Duplicate the entries below word for word, from the line with "Mark every instance of the layered" to the line with "x=348, y=252", including both of those lines.

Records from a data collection
--- Start ---
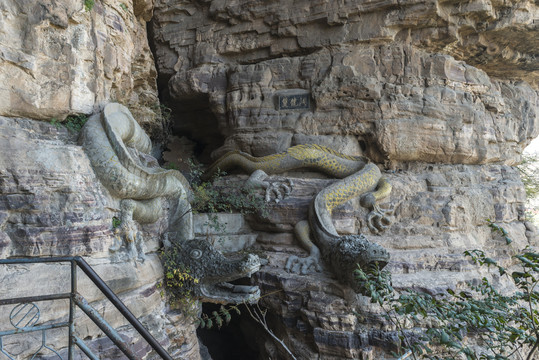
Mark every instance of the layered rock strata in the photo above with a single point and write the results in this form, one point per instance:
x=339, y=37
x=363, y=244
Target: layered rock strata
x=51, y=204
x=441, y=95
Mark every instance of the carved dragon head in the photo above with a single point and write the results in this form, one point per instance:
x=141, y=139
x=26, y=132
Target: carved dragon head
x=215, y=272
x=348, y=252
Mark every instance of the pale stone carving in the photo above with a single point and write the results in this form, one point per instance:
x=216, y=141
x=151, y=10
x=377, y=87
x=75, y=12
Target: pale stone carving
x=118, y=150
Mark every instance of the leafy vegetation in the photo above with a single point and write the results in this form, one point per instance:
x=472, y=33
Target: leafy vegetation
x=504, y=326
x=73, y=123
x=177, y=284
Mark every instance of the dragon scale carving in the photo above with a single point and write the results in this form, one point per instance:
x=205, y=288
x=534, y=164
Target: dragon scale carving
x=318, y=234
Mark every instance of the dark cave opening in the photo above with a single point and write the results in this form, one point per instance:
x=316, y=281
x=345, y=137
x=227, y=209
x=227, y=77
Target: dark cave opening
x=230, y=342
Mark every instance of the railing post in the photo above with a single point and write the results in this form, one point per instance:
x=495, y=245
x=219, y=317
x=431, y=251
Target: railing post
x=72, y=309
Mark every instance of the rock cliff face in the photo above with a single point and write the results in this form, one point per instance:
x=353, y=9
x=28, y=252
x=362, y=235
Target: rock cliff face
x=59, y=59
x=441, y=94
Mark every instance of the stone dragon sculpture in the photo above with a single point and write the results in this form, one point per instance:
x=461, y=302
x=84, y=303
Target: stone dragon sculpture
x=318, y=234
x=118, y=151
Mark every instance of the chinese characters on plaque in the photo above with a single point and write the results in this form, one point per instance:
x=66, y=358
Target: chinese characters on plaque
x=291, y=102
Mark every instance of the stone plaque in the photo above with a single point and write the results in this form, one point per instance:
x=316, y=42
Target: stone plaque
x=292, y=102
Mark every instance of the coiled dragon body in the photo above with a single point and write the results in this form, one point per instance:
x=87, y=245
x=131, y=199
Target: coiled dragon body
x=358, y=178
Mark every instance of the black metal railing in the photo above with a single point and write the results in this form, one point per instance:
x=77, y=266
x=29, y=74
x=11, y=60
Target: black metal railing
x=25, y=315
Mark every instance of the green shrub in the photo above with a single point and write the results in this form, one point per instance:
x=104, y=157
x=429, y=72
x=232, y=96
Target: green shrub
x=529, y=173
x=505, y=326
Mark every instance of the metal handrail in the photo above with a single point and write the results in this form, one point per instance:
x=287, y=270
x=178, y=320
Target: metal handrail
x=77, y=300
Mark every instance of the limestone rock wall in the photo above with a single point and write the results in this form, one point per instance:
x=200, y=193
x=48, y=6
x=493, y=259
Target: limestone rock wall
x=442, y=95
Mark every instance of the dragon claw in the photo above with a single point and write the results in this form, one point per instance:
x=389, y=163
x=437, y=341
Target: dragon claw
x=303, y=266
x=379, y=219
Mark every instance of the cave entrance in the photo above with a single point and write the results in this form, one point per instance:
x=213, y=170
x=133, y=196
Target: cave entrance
--- End ---
--- Start ---
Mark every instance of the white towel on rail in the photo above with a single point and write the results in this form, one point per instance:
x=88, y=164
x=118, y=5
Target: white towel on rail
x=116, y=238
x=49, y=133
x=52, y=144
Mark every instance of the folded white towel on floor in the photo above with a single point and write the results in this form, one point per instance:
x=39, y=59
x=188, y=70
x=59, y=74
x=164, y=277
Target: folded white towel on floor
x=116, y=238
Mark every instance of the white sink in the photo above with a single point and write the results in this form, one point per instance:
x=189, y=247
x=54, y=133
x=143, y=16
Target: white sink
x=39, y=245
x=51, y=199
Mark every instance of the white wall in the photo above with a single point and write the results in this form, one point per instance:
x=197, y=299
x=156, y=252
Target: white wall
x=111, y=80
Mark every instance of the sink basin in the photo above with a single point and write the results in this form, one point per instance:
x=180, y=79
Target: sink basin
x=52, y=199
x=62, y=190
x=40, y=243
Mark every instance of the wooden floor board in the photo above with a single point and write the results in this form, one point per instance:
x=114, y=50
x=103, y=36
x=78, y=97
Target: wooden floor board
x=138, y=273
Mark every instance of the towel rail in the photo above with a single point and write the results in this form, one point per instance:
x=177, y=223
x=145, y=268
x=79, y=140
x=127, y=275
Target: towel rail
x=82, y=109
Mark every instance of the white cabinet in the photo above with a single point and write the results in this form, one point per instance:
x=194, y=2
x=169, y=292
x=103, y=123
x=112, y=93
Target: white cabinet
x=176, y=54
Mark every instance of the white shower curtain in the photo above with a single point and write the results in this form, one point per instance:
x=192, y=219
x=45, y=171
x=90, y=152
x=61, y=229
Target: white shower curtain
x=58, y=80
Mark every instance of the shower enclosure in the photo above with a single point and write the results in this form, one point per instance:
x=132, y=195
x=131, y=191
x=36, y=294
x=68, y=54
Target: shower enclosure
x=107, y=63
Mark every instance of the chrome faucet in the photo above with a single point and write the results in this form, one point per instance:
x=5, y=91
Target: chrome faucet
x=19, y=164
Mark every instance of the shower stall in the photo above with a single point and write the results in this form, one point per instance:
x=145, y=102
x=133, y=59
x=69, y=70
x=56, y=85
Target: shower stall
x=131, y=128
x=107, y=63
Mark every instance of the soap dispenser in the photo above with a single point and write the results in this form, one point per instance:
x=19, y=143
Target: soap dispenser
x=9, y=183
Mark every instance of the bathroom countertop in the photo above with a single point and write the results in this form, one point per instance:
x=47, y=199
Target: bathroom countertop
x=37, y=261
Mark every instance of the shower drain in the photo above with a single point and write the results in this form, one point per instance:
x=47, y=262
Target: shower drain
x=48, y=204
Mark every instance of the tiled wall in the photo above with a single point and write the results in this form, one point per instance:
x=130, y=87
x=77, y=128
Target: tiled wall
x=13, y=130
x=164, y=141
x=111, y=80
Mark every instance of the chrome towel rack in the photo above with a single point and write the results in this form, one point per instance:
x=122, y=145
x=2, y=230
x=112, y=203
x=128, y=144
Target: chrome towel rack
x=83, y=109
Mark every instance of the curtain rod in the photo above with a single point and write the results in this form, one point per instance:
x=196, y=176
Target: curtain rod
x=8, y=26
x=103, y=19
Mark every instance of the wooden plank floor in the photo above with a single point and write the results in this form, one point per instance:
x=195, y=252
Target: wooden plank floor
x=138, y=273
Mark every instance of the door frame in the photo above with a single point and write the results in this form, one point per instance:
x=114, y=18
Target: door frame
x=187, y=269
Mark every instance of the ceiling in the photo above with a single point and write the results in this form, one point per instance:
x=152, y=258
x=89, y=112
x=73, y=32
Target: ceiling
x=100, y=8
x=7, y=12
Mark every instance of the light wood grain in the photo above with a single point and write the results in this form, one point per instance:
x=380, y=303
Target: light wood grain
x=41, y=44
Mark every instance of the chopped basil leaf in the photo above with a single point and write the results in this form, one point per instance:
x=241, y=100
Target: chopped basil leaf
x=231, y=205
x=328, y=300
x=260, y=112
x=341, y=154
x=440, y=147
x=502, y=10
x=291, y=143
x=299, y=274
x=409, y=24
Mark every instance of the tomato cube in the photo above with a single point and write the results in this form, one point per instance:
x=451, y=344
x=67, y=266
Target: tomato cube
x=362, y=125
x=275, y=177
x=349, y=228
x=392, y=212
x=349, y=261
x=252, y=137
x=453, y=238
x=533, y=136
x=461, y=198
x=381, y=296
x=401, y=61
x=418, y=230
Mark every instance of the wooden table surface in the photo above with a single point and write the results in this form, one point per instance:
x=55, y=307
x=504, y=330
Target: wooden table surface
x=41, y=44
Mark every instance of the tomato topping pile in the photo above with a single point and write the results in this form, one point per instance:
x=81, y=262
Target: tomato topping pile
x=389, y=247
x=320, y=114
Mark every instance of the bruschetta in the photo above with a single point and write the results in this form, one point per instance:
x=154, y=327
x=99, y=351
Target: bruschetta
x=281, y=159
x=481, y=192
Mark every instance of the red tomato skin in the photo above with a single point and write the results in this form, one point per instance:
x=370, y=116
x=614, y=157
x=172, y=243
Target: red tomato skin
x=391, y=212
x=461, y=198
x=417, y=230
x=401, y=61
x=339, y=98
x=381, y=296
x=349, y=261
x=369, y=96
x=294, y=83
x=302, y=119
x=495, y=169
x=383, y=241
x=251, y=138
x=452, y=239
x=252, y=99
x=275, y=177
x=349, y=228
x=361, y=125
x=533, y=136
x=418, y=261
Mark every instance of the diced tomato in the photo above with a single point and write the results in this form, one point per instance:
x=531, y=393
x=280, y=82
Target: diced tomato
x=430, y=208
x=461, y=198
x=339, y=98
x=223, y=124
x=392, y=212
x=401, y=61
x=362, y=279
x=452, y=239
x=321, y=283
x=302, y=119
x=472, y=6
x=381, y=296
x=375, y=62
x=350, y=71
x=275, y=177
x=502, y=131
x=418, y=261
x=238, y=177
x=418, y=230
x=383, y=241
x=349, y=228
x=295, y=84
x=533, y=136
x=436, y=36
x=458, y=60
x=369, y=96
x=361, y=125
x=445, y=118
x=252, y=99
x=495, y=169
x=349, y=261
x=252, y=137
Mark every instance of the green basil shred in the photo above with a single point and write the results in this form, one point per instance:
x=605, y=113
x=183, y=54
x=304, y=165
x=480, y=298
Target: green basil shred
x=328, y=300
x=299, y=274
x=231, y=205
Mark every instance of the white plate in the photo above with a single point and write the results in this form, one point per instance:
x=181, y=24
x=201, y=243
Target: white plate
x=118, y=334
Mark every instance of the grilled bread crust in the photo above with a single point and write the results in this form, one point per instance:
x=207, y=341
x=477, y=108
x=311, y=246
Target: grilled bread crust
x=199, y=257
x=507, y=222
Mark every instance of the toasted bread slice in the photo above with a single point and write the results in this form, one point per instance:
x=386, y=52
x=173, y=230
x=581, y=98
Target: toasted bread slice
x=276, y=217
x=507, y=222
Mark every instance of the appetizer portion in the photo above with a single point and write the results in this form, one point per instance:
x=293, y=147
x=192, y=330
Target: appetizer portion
--- End ---
OUTPUT OF THE EXERCISE:
Mark every instance of the layered rock strata in the photo above with a single point and write the results in this form, one point per instance:
x=339, y=37
x=363, y=244
Target: layered rock strata
x=51, y=204
x=441, y=95
Mark every instance of the carved dragon head in the photo above with a single point and write the results in this form, one point per instance:
x=141, y=139
x=26, y=132
Target: carved dragon head
x=215, y=272
x=348, y=252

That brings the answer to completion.